PAGE EXCERPT ->
'''

The Good: Effects are fine, Most of the acting is convincing-enough
The Bad: Dull plot, Listless characters, Ridiculous setting
The Basics: Despite serious conceptual problems, Divergent is watchable . . . even if it is not very good.
For all of my issues with the film Divergent, which will follow, I wanted to start off with a positive note from the Credit Where Credit Is Due Department. For all of the problems with Divergent, it has singlehandedly revitalized the Teen Fantasy Literature Turned Movie Genre. Since the end of The Twilight Saga (reviewed here!), the genre has been flooded with movies and the only one to reliably continue the trend of making blockbuster films was The Hunger Games (reviewed here!) and its sequel. Despite other films, like Beautiful Creatures (reviewed here!) and the recent Vampire Academy (reviewed here!) film adaptations containing many of the same elements that made earlier teen lit film adaptations successful, none have captured the imagination of their audience – and, more importantly, a broader audience – since then.

'''

GIVEN RECORDS ->
'''

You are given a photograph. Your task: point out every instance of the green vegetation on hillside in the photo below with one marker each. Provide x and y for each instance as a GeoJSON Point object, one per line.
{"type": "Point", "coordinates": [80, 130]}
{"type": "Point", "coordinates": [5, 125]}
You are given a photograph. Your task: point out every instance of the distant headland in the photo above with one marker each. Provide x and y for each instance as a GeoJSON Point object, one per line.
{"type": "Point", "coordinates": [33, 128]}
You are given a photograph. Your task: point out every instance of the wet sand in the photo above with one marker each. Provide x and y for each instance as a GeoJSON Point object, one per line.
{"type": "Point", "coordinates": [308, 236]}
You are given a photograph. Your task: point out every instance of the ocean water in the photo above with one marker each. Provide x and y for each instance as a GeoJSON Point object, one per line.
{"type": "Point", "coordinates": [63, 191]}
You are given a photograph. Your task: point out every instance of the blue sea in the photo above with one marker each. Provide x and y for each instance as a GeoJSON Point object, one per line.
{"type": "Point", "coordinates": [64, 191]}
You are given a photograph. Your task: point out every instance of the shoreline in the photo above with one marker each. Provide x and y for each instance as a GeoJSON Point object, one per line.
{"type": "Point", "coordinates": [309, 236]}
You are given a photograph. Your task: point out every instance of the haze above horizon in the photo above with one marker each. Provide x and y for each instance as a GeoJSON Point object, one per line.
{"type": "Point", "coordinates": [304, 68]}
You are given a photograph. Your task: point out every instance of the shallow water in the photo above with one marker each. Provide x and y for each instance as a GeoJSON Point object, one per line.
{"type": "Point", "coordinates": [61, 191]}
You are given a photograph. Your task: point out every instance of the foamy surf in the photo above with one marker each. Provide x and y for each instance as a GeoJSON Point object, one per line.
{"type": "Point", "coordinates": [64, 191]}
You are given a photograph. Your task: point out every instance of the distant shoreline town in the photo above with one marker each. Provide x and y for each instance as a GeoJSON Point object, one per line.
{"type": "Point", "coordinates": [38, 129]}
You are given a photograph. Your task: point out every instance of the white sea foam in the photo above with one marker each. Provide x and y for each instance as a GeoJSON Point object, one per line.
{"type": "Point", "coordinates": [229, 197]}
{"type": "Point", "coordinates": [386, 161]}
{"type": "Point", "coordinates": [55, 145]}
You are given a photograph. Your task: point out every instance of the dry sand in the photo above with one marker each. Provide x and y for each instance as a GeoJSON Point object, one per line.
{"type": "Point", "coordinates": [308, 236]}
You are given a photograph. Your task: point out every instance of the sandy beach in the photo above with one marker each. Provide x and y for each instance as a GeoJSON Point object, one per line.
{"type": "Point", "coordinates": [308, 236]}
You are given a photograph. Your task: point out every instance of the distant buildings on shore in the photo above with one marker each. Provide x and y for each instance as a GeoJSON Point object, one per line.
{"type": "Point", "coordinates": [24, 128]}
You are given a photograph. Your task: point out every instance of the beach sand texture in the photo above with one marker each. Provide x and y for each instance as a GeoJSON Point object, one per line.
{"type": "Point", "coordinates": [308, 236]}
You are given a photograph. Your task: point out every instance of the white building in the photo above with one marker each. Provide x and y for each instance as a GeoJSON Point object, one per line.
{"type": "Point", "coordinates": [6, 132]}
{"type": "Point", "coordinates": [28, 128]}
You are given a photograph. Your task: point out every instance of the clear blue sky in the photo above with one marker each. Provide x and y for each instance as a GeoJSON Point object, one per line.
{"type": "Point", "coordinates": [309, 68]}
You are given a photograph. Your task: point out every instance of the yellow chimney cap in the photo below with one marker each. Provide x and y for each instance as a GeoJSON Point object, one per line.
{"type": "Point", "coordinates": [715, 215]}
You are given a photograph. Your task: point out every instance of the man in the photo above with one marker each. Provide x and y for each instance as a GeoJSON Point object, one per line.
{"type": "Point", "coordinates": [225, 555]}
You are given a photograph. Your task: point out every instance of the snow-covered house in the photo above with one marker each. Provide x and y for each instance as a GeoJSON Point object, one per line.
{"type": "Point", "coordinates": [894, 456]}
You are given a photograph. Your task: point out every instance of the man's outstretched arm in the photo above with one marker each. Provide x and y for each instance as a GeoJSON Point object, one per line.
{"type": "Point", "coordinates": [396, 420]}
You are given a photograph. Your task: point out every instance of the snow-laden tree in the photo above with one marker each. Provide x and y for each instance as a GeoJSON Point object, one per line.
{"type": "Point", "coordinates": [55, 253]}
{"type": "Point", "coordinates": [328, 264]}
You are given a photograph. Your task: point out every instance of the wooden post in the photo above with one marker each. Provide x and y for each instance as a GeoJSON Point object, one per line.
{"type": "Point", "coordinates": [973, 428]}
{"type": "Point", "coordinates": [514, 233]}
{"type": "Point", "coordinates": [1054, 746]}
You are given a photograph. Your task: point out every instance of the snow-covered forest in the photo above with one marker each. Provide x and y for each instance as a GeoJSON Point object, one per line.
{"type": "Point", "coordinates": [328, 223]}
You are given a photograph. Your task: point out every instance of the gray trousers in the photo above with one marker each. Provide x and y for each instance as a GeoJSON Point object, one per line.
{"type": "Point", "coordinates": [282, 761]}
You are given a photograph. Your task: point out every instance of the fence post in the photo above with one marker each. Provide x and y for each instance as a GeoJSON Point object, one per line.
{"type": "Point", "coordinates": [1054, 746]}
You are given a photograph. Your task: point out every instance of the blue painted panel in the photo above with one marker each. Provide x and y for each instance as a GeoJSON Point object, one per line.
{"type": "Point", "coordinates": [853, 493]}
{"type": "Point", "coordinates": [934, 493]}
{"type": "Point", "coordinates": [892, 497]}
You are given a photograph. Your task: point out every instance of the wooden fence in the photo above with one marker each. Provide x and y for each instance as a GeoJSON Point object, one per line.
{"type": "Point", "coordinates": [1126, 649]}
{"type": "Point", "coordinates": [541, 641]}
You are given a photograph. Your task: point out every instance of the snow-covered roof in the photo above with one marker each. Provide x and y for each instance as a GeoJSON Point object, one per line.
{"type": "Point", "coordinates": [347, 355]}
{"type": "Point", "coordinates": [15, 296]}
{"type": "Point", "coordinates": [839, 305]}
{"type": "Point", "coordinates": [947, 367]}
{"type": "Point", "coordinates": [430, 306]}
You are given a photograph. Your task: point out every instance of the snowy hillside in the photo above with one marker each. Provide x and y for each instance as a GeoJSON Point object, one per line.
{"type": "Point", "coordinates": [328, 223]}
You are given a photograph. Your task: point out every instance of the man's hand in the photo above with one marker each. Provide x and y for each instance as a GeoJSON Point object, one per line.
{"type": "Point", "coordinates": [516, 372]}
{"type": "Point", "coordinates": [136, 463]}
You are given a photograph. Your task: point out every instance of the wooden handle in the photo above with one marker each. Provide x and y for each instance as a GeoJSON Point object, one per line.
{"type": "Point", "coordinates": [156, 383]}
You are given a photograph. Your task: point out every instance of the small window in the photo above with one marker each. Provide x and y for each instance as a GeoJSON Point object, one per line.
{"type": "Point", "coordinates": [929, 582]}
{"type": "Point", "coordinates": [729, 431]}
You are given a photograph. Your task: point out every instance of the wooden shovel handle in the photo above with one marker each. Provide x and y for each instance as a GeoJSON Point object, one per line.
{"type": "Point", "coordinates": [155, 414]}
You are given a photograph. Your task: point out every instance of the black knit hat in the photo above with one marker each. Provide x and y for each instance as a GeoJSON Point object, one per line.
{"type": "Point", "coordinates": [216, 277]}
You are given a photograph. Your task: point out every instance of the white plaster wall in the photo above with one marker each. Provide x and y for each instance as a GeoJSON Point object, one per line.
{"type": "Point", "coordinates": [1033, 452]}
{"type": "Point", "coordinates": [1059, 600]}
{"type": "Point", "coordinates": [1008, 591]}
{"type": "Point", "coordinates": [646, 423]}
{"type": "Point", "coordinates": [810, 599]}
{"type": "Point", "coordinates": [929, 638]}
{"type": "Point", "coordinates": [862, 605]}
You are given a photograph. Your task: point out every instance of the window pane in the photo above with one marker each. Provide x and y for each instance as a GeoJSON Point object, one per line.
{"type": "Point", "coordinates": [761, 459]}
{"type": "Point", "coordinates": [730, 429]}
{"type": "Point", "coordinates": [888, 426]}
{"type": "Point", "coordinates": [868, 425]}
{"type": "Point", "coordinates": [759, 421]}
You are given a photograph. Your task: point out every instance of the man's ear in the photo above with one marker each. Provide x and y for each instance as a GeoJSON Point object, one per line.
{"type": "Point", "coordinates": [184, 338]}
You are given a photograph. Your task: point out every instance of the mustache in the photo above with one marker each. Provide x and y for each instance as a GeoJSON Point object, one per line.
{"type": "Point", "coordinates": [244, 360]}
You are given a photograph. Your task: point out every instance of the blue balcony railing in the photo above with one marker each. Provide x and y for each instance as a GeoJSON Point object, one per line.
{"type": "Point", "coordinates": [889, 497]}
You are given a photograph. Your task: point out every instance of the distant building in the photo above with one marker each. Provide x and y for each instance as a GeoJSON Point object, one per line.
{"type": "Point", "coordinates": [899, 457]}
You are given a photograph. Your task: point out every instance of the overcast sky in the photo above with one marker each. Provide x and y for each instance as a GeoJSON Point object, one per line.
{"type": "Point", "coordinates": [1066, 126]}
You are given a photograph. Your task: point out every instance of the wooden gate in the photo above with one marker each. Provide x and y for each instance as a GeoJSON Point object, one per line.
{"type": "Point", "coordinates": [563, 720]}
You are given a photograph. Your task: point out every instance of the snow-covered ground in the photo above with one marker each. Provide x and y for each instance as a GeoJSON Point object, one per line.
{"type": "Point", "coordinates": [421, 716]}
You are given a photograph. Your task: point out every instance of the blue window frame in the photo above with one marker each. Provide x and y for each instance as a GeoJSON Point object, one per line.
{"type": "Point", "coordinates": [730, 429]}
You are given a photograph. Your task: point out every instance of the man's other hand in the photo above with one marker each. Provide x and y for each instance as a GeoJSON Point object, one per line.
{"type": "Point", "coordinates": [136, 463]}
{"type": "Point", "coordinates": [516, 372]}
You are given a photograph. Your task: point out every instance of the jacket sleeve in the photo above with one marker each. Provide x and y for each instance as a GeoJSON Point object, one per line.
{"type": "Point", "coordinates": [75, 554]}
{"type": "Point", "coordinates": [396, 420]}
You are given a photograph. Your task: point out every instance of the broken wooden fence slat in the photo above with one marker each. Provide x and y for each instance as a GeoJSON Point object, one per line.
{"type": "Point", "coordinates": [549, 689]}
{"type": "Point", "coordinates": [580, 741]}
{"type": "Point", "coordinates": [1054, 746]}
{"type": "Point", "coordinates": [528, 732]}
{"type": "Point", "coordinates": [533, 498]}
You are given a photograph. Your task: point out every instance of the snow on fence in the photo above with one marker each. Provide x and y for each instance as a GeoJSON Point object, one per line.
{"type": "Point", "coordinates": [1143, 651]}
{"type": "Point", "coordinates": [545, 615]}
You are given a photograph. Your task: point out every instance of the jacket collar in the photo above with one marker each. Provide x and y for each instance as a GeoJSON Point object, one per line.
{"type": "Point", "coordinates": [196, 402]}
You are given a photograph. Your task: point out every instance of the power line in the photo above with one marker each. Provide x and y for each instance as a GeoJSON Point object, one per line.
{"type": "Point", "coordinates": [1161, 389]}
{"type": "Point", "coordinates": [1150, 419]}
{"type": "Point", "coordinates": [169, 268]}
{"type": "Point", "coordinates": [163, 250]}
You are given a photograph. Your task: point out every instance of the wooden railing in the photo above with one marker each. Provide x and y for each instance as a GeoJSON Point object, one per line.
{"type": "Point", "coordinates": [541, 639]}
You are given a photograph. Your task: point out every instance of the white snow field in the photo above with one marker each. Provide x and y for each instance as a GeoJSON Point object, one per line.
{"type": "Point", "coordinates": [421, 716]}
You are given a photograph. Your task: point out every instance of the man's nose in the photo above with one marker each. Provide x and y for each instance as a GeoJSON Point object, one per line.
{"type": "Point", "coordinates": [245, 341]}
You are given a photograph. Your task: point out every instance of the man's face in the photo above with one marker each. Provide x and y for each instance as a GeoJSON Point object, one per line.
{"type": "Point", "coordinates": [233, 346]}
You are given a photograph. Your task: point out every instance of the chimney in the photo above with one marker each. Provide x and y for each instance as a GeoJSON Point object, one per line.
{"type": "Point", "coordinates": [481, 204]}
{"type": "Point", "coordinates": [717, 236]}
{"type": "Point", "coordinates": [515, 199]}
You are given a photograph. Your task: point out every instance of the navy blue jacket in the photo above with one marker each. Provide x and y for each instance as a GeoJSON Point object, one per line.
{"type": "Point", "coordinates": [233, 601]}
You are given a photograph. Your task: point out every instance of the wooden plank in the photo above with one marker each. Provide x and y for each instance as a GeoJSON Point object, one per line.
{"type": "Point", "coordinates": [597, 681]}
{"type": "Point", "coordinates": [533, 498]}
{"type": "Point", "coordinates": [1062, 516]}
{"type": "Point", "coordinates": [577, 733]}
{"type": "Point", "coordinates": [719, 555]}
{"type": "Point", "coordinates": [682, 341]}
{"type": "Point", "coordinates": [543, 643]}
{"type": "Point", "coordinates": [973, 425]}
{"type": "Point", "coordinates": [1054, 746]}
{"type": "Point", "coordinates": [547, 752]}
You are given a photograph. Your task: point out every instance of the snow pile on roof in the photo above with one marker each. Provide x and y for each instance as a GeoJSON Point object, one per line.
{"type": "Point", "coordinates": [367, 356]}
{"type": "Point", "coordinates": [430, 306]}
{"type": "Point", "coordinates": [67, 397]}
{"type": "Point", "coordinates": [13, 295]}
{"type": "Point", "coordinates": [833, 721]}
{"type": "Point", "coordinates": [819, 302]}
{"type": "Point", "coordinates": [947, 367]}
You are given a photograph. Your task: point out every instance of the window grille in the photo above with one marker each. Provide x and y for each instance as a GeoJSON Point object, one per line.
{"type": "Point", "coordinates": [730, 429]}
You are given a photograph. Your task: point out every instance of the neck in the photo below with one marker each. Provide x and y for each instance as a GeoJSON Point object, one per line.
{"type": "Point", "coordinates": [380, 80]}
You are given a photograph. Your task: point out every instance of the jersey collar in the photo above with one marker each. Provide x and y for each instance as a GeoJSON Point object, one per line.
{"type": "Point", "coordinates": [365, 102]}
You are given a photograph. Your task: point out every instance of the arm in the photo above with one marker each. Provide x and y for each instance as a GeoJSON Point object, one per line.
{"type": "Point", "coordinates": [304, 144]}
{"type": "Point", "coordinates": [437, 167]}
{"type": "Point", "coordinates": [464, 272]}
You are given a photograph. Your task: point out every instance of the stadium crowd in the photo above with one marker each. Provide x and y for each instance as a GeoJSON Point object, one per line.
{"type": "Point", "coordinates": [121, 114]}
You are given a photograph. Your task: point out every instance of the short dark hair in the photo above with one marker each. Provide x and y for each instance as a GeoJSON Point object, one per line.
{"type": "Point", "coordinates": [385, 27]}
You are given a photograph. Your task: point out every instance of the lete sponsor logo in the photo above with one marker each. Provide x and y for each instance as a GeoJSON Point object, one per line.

'''

GOALS ->
(A) Write out the passage of the Divergent review starting with "The Good: Effects" and going on through "not very good.".
(B) In the Divergent review, which film is named as the only one that, along with its sequel, reliably kept making blockbuster films after The Twilight Saga ended?

TASK-BY-TASK ANSWERS ->
(A)
The Good: Effects are fine, Most of the acting is convincing-enough
The Bad: Dull plot, Listless characters, Ridiculous setting
The Basics: Despite serious conceptual problems, Divergent is watchable . . . even if it is not very good.

(B) The Hunger Games